## EXTRAIT CHOISI
· · · · · · ·
Théoriquement, le QE, la faiblesse des taux d’intérêt, et un accès au crédit facile pour les entreprises auraient dû permettre à McDermott de lever des financements par l’emprunt, afin de combler le trou entre les sorties d’argent et les rentrées attendues.

Toutefois, aucun financement par l’emprunt n’a été proposé à l’entreprise dans des conditions raisonnables, et la faillite est devenue sa seule solution. L’action MDR va être retirée du NYSE et se négocier de gré à gré jusqu’à sa probable annulation.

La société prévoit que les actionnaires ne récupèreront rien, dans la mesure où les créanciers devraient se voir attribuer la totalité des fonds propres de l’entreprise restructurée. Les positions « short » [NDLR : vente à découverte/pari à la baisse] sur l’action MDR sont colossales, avec 55% des actions en circulations faisant l’objet de shorts. Tous les vendeurs à découvert vont probablement réaliser un gain de 100% sur leurs trades, même s’ils ont vendu l’action à découvert à 1 $.

Que nous enseigne cet exemple de faillite ?

Dans les entreprises complexes, très endettées et s’appuyant sur une comptabilité fondée sur les projets, les difficultés financières peuvent arriver rapidement. Alors les orientations données par la direction doivent être prises avec scepticisme.

Il faut également admettre que, même dans un contexte où les entreprises peuvent facilement emprunter, et où la situation économique est assez bonne aux Etats-Unis, il existe encore un certain rationnement du crédit. Ni le gouvernement Trump ni la Fed n’auraient rien pu faire pour empêcher cette faillite, à moins que le gouvernement ou la banque centrale ne prêtent directement de l’argent à McDermott.
· · · · · · ·
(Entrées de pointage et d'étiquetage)
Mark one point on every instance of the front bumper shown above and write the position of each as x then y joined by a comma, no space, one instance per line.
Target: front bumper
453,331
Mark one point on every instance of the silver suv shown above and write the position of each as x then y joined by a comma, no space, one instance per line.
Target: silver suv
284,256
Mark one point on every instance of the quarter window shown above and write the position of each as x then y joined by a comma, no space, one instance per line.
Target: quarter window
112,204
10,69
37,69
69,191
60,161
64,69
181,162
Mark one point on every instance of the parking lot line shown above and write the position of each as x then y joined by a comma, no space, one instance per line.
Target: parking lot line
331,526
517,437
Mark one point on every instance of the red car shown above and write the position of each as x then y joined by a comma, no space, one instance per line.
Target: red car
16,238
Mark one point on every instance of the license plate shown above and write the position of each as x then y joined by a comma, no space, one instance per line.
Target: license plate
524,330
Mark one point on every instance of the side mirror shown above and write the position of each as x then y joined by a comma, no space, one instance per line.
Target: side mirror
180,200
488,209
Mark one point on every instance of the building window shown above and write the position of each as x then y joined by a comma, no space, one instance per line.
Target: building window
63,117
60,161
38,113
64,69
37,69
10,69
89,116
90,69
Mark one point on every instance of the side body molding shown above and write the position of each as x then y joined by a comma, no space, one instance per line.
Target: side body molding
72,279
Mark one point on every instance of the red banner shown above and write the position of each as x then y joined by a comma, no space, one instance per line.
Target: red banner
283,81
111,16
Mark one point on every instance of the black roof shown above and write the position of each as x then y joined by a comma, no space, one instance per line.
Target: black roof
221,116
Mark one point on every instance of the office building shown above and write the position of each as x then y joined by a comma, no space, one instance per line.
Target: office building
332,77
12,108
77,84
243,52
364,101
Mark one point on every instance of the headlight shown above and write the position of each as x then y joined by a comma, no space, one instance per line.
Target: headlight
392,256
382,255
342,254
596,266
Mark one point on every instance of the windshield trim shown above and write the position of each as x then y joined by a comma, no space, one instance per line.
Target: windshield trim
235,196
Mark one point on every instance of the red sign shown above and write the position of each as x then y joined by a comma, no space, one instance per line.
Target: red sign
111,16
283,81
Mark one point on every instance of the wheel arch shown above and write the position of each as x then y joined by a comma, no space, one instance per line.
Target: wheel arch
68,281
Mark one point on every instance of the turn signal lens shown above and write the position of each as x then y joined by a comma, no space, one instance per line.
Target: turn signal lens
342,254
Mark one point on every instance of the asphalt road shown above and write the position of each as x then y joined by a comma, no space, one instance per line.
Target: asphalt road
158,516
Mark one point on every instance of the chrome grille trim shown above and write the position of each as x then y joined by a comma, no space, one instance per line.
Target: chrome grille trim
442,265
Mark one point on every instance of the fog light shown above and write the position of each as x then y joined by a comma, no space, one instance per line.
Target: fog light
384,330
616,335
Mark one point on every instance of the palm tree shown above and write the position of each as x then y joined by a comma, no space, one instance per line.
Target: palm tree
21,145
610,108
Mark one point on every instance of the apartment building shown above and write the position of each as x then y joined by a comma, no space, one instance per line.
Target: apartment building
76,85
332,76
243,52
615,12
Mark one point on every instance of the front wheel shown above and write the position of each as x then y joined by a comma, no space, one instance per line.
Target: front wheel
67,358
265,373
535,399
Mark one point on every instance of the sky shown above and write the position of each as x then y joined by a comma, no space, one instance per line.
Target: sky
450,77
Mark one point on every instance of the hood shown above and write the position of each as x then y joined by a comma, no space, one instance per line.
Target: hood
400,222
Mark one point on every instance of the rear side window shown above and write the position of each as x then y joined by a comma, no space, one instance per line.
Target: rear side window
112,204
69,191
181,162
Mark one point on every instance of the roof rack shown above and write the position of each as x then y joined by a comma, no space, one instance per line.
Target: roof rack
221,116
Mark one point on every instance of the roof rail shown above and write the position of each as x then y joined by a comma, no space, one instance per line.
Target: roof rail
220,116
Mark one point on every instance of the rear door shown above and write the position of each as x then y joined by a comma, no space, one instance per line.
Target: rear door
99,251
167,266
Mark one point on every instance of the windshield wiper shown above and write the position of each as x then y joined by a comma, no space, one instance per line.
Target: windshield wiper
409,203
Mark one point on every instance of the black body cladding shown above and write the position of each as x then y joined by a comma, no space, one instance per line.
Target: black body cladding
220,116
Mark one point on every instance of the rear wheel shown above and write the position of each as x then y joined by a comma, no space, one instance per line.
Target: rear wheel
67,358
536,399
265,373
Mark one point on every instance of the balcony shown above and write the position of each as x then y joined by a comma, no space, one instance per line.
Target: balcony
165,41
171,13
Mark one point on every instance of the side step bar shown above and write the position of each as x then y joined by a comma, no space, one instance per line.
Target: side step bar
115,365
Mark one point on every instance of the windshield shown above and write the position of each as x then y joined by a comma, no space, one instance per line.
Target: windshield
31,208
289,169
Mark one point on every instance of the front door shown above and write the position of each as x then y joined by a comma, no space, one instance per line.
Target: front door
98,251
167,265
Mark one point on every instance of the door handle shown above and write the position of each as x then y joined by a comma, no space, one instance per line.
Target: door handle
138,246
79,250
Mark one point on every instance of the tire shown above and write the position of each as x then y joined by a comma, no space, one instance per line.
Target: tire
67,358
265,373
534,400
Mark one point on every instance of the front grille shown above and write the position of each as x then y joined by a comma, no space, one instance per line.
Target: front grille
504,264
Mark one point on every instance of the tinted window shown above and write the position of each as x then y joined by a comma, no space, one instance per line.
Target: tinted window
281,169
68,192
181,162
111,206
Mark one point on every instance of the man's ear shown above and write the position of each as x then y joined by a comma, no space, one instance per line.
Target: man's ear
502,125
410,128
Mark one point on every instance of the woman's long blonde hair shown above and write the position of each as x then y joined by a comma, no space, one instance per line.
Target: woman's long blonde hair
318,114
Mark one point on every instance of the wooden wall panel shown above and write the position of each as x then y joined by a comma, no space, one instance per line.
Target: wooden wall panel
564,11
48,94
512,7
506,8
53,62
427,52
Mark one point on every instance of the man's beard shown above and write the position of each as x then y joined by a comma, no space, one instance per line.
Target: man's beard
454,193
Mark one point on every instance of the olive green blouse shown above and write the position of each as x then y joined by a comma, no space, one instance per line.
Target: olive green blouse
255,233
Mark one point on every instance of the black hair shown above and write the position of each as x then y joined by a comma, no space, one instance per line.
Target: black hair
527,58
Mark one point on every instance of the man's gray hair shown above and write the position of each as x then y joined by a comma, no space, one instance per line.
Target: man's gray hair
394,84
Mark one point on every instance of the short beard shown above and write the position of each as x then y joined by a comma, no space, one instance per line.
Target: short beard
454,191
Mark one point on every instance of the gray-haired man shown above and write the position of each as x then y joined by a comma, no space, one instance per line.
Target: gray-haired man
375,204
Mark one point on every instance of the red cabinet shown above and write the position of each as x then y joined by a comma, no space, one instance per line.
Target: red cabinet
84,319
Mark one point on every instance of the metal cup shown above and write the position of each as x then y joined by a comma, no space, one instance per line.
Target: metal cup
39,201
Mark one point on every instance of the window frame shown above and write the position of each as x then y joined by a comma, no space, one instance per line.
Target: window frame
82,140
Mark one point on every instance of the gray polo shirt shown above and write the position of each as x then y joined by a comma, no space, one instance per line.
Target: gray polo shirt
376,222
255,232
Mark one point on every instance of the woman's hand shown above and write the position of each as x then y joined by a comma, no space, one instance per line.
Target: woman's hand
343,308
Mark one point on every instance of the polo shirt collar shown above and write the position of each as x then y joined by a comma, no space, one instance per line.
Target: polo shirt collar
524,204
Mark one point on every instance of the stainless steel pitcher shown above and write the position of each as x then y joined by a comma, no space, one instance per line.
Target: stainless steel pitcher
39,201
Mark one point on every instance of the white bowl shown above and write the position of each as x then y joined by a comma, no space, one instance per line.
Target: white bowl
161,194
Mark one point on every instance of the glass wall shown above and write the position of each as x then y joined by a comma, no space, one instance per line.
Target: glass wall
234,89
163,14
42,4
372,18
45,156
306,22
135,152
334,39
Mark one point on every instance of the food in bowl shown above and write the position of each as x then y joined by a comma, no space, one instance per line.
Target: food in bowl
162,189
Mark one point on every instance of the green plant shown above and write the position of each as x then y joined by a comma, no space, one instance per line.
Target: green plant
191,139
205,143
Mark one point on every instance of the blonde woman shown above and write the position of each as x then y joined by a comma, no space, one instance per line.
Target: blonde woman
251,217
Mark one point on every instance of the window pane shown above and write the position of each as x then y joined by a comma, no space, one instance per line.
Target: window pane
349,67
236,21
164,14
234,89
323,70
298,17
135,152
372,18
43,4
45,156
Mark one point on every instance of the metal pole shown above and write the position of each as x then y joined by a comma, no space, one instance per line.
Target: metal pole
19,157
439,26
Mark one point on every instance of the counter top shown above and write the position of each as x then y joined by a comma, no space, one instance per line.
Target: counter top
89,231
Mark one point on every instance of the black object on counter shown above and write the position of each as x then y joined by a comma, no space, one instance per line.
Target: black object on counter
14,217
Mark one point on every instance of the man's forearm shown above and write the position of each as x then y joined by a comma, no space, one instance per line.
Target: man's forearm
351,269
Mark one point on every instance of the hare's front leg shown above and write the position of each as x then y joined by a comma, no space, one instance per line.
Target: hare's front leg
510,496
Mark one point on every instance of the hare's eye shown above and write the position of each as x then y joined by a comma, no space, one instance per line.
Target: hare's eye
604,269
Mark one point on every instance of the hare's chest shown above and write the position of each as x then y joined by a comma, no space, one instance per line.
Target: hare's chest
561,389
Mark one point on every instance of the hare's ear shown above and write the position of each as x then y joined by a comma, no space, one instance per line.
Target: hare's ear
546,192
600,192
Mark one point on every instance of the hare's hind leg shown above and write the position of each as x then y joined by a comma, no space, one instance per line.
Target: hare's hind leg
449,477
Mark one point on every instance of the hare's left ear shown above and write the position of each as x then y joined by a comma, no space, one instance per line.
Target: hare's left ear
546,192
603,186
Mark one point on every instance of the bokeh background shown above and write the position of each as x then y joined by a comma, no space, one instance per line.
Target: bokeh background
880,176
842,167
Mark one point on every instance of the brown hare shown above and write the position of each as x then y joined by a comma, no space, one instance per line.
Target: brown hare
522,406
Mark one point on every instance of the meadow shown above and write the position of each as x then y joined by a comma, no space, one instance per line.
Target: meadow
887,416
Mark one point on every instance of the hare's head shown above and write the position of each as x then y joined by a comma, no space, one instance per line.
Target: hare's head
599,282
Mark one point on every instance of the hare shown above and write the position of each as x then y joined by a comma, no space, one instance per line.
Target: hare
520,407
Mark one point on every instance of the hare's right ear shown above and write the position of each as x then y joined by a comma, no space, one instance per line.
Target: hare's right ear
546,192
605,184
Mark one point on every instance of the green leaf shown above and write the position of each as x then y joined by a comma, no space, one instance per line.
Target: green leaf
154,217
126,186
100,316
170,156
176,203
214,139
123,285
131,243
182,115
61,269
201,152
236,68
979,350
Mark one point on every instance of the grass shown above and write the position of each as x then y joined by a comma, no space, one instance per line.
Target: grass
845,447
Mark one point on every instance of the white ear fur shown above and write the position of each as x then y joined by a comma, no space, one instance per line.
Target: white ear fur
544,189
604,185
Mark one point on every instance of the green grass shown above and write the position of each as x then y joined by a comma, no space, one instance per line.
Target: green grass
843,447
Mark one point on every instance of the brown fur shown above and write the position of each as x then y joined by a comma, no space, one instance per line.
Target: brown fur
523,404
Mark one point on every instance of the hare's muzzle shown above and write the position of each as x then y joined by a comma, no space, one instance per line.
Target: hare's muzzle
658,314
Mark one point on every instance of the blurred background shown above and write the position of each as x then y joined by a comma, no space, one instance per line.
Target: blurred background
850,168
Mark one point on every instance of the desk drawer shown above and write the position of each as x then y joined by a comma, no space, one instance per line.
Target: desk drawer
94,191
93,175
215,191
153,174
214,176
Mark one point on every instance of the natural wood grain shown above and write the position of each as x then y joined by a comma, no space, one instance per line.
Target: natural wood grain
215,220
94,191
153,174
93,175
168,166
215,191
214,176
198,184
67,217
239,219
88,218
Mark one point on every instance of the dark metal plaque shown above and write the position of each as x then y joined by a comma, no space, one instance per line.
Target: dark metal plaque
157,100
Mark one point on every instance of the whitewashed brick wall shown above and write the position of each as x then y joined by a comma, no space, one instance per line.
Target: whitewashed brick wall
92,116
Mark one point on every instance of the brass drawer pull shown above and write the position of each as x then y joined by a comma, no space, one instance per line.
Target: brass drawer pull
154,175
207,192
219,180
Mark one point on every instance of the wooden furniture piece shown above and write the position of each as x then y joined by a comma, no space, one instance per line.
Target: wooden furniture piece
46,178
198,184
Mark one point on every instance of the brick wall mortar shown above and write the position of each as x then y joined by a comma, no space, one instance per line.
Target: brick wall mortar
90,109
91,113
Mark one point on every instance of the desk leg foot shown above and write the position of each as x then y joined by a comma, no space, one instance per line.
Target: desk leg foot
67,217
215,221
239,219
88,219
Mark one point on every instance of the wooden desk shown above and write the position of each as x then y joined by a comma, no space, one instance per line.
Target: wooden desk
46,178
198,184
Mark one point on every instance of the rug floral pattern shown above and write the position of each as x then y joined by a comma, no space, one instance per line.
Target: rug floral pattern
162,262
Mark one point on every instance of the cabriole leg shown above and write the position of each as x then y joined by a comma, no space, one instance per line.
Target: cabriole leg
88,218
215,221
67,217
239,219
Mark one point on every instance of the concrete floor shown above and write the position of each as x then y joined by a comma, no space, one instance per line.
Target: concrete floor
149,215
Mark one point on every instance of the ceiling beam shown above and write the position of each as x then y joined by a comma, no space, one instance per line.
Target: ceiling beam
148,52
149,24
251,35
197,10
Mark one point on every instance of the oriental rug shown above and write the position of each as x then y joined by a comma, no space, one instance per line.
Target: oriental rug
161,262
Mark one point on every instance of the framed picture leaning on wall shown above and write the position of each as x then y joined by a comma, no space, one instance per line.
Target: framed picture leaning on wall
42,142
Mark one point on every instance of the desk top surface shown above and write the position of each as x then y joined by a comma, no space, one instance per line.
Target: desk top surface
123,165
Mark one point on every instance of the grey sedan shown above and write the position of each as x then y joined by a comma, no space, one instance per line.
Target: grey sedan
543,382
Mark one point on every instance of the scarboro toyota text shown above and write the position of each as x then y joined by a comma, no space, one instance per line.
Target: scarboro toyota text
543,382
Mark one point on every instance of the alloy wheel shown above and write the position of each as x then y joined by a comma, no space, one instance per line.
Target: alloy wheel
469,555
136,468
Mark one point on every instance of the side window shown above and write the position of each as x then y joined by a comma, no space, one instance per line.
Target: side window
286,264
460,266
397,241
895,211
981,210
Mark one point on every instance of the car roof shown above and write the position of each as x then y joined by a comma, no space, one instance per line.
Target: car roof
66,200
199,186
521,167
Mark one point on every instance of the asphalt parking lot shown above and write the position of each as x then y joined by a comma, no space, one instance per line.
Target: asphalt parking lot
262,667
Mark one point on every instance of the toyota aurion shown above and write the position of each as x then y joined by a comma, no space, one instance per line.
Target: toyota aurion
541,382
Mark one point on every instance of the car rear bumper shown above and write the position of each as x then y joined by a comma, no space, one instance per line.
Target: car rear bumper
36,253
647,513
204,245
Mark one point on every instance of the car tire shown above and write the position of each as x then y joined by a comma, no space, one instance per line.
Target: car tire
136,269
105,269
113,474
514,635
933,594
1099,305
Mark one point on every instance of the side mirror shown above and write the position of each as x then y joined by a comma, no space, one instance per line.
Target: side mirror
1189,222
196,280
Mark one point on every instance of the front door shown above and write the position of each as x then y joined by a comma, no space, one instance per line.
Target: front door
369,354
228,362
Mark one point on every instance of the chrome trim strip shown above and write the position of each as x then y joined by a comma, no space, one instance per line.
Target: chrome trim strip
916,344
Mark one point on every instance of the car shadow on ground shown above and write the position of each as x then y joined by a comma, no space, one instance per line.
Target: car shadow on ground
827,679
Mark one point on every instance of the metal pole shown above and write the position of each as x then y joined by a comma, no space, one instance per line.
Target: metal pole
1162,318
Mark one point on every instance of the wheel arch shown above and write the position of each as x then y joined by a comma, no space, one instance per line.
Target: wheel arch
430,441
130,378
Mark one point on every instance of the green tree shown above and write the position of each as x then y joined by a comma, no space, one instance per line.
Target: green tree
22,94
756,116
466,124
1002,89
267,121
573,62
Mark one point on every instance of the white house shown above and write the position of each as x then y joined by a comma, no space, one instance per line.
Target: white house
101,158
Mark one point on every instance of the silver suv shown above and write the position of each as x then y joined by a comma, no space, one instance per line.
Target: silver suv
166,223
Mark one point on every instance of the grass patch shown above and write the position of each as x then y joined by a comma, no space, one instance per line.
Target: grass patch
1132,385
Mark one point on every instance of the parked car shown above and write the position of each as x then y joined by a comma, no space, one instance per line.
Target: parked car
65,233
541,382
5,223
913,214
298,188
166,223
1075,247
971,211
· · · · · · ·
## TÂCHES À RÉALISER
**1.** D'après l'extrait, de quelle bourse l'action MDR va-t-elle être retirée ?
**2.** Indiquez, s'il vous plaît, combien de lignes des données contiennent la chaîne « pitcher », en respectant la casse. Donnez seulement le nombre.
Les lignes ci-dessus n'ont aucun lien avec l'extrait.

## CORRIGÉ DES TÂCHES
**1.** Du NYSE.

**2.** 2